Out of the lines below, please list those that hold the string "outlet".

* _Excerpted data_
^^^^
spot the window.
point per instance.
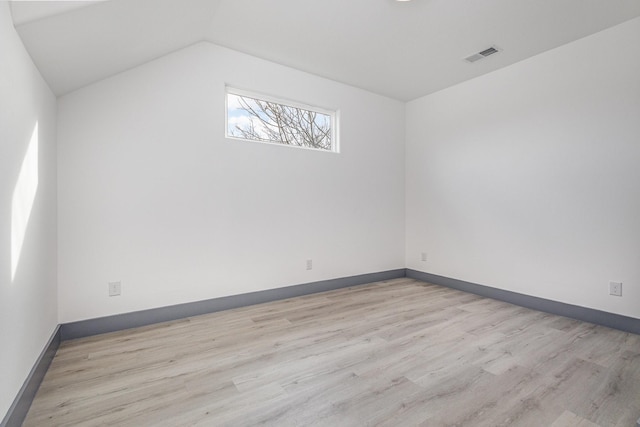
(259, 118)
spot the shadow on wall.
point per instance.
(24, 195)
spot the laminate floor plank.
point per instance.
(398, 352)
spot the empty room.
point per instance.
(320, 213)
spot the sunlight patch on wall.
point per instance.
(24, 195)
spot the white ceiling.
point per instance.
(403, 50)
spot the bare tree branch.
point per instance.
(273, 122)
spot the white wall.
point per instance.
(28, 313)
(152, 194)
(528, 178)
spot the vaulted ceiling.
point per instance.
(403, 50)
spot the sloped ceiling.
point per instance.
(403, 50)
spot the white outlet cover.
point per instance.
(615, 288)
(115, 288)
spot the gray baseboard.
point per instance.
(21, 404)
(611, 320)
(135, 319)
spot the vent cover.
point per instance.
(482, 54)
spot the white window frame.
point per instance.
(333, 114)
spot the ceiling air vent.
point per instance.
(482, 54)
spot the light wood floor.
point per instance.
(396, 353)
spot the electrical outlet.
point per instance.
(615, 288)
(115, 288)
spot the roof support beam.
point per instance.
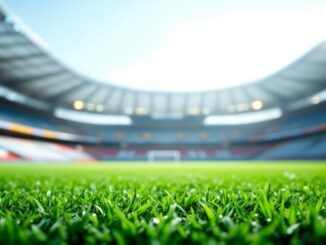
(16, 82)
(20, 57)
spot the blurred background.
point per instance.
(215, 80)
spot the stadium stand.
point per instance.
(79, 119)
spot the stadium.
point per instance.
(86, 161)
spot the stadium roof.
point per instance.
(27, 70)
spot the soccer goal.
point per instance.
(164, 155)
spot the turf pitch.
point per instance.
(141, 203)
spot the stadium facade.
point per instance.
(50, 112)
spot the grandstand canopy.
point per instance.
(27, 70)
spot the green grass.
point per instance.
(229, 203)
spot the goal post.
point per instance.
(163, 155)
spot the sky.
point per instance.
(175, 45)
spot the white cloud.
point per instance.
(226, 51)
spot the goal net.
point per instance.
(162, 155)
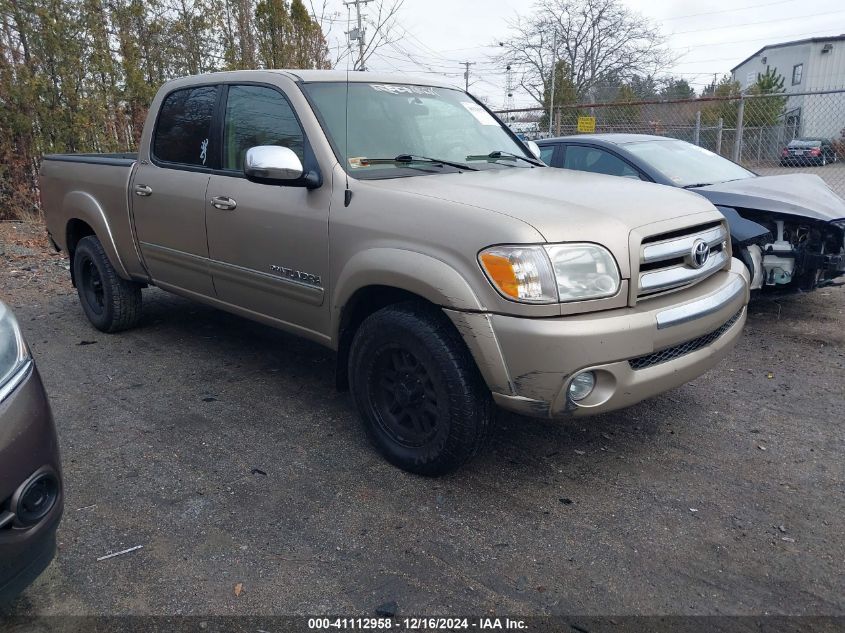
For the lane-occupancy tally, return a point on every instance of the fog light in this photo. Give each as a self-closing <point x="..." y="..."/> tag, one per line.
<point x="37" y="499"/>
<point x="582" y="385"/>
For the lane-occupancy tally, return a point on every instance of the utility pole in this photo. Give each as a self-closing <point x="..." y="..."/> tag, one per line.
<point x="358" y="33"/>
<point x="554" y="74"/>
<point x="466" y="73"/>
<point x="509" y="102"/>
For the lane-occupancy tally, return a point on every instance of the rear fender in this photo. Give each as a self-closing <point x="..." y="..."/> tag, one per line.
<point x="79" y="205"/>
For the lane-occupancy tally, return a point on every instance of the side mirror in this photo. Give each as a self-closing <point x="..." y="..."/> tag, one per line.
<point x="271" y="163"/>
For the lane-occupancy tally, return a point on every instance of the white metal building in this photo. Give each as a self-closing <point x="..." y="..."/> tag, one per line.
<point x="810" y="65"/>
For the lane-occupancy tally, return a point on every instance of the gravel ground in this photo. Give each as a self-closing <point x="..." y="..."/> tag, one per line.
<point x="222" y="447"/>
^^^^
* _Result of this exercise_
spot the white outlet cover.
spot the electrical outlet.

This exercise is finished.